YOUR INSTRUCTIONS - Reproduce the material below line for line, keeping every character unchanged.

===== INPUT DATA

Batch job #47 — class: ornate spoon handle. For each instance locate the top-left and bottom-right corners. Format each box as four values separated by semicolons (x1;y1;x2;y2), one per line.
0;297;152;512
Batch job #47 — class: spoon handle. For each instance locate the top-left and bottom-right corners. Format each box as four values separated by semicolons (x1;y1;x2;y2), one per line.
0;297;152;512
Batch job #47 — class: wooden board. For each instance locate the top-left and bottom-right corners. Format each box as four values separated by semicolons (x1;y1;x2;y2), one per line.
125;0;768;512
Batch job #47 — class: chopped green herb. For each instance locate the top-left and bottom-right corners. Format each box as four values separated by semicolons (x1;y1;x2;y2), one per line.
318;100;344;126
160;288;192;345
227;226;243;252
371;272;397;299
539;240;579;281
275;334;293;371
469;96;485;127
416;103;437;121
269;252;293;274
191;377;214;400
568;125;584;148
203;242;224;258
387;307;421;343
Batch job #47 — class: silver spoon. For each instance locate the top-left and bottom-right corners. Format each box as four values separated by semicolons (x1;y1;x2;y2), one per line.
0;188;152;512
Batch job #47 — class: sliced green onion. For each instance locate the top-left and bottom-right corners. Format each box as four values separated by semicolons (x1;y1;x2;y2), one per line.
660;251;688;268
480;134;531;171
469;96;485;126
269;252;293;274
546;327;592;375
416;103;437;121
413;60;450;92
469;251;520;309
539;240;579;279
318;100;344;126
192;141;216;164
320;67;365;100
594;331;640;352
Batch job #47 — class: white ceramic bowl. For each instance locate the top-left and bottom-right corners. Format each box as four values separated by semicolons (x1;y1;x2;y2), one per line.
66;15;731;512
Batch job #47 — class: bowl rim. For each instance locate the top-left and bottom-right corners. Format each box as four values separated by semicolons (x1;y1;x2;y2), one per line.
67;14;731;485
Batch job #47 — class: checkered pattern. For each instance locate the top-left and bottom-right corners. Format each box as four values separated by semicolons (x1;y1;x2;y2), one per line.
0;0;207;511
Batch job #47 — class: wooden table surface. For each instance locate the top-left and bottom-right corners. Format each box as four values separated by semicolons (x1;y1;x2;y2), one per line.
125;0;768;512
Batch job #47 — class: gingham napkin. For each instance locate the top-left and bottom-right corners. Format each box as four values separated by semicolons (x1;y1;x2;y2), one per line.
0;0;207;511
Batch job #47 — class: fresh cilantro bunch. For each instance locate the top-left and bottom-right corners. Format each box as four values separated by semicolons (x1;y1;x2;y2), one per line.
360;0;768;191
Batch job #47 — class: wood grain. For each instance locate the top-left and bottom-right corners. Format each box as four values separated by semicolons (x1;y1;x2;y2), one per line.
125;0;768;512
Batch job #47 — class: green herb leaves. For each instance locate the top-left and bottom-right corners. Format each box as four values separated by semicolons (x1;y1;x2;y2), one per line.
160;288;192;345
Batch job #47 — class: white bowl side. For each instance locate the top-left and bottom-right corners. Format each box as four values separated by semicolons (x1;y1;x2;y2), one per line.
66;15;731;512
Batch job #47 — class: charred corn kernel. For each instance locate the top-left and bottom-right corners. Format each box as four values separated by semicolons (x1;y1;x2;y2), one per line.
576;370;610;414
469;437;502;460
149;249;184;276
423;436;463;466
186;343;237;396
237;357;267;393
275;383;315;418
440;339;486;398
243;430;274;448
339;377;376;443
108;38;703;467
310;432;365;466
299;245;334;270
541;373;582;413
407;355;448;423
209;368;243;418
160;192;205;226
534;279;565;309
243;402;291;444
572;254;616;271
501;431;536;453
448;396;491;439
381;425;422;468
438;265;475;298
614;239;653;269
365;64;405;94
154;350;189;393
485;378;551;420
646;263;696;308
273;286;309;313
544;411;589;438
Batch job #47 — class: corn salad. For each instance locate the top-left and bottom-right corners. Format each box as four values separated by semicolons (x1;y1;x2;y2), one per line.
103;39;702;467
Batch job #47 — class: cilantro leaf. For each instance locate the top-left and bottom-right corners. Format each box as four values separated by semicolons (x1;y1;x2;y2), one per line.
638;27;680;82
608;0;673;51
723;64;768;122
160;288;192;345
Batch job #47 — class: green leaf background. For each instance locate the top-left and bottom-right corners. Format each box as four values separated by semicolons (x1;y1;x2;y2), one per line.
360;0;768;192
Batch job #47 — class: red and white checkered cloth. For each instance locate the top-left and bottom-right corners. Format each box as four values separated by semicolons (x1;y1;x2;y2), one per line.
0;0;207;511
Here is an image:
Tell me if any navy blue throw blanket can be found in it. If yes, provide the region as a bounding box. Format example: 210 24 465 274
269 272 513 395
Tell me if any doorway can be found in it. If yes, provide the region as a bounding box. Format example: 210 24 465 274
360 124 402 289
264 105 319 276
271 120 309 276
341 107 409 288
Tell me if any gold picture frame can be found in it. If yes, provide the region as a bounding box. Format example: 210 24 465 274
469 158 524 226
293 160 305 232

==========

WRITTEN ANSWER -
Batch job #47 — class: ornate spoon handle. For each instance locate the top-left and bottom-right corners. Format each box as four values separated by semicolons (x1;y1;x2;y2), one per line.
0;297;152;512
Batch job #47 — class: spoon handle. For each instance locate the top-left and bottom-right corners. Format each box as four values separated by semicolons (x1;y1;x2;y2), one per line.
0;297;152;512
Batch job #47 — class: wooden board. For each instance locate the top-left and bottom-right corners. Format each box as four values separated by semicolons (x1;y1;x2;y2), one per line.
125;0;768;512
Batch job #47 — class: chopped green herb. For each instance locate the top-left and bottom-right corners. Format each box as four values separated by semicolons (x1;y1;x2;y2), one per line.
318;100;344;126
160;288;192;345
227;226;243;252
371;272;397;299
539;240;579;281
275;334;293;371
469;96;485;127
416;103;437;121
269;252;293;274
191;377;214;400
568;125;584;148
203;242;224;258
387;307;421;343
Batch job #47 — class: silver spoon. For each instance locate the top-left and bottom-right corners. Format each box as four values separated by semicolons (x1;y1;x2;y2), one per line.
0;188;152;512
Batch job #47 — class: sliced green onion. For each instance locate the top-left and bottom-right corners. Format each box as four values separated by semicolons (x1;y1;x2;y2), one per line.
660;251;688;268
480;134;531;171
469;96;485;126
269;252;293;274
546;327;592;375
416;103;437;121
413;60;450;92
469;251;520;309
539;240;579;279
318;100;344;126
192;141;216;164
320;67;365;100
594;331;640;352
Batch job #47 — class: white ceramic bowl. For each instance locate the top-left and bottom-right corners. Format each box as four values separated by semicolons (x1;y1;x2;y2), one per line.
66;15;731;512
Batch job #47 — class: bowl rim. For each instance locate the top-left and bottom-right corners. Format each box as four values separated by semicolons (x1;y1;x2;y2), one per line.
67;14;731;485
Batch job #47 — class: checkered pattern. For each instance locate the top-left and bottom-right corners. Format each box as four values separated by semicolons (x1;y1;x2;y2), one per line.
0;0;207;511
Batch job #47 — class: wooden table surface. For each instance locate the top-left and bottom-right corners. Format each box as four values separated by semicolons (x1;y1;x2;y2), one per line.
125;0;768;512
Batch job #47 — class: gingham napkin. For each instance locate the top-left and bottom-right corners. Format each box as four values separated by semicolons (x1;y1;x2;y2), one per line.
0;0;207;511
Batch job #47 — class: fresh cilantro bunch. For each instance locate the top-left and bottom-right corners. Format each box as four values separated by semicolons (x1;y1;x2;y2), one per line.
360;0;768;191
Batch job #47 — class: wood grain. For each instance locate the top-left and bottom-right corners. Format each box as four values separated by semicolons (x1;y1;x2;y2), one per line.
125;0;768;512
Batch job #47 — class: green herb leaves. For each instance locate the top-left and bottom-right corners. Format each box as four values separated by semicolons (x1;y1;x2;y2), one per line.
160;288;192;345
Batch job #47 — class: white bowl side. For each instance locate the top-left and bottom-right corners. Format each box as four values separated by semicolons (x1;y1;x2;y2), one per line.
66;15;731;512
Batch job #47 — class: charred corn kernel. For each instance locate the top-left and bottom-right corners. Format each box as four values separated by semicolons (x1;y1;x2;y2), one per line.
576;370;610;414
469;437;502;460
149;249;184;276
423;436;463;466
186;343;237;396
237;357;267;393
275;383;315;418
440;339;486;398
243;430;274;448
339;377;376;443
108;38;703;467
310;432;365;466
299;245;334;270
541;373;582;413
407;355;448;423
209;368;243;418
160;192;205;226
534;279;565;309
243;402;291;444
572;254;616;271
501;431;536;453
448;396;491;439
381;425;422;468
438;265;475;298
614;239;653;269
365;64;405;94
154;350;189;393
485;378;551;420
646;263;696;308
273;286;309;313
544;411;589;438
Batch job #47 — class: corn salad. For each instance locate the top-left and bottom-right corners. Format each box as four values separated by semicolons (x1;y1;x2;y2), one per line.
103;39;702;467
Batch job #47 — class: cilantro leaf. For each instance locate the top-left and bottom-right corners. Format each box as four values separated by semicolons (x1;y1;x2;y2), one per line.
638;27;680;82
608;0;673;51
723;64;768;122
160;288;192;345
Batch job #47 — class: green leaf background. For each instance locate the top-left and bottom-right corners. Format each box as four values separated by semicolons (x1;y1;x2;y2), one per line.
360;0;768;192
Batch job #47 — class: red and white checkered cloth. For each instance locate the top-left and bottom-right corners. Format each box as four values separated by semicolons (x1;y1;x2;y2), one per line.
0;0;207;511
Here is an image:
Tell me if any navy blue throw blanket can be found in it. If yes, provide the region as a bounding box. Format example: 210 24 465 274
269 272 513 395
Tell me if any doorway can be found in it. If yes, provide the region as a bounding box. Format example: 210 24 465 274
360 124 402 289
264 105 319 276
271 120 309 276
341 107 409 288
Tell me if any gold picture frame can be found in it. If yes, provide the region as a bounding box. Format example: 210 24 465 274
469 158 524 226
293 160 305 232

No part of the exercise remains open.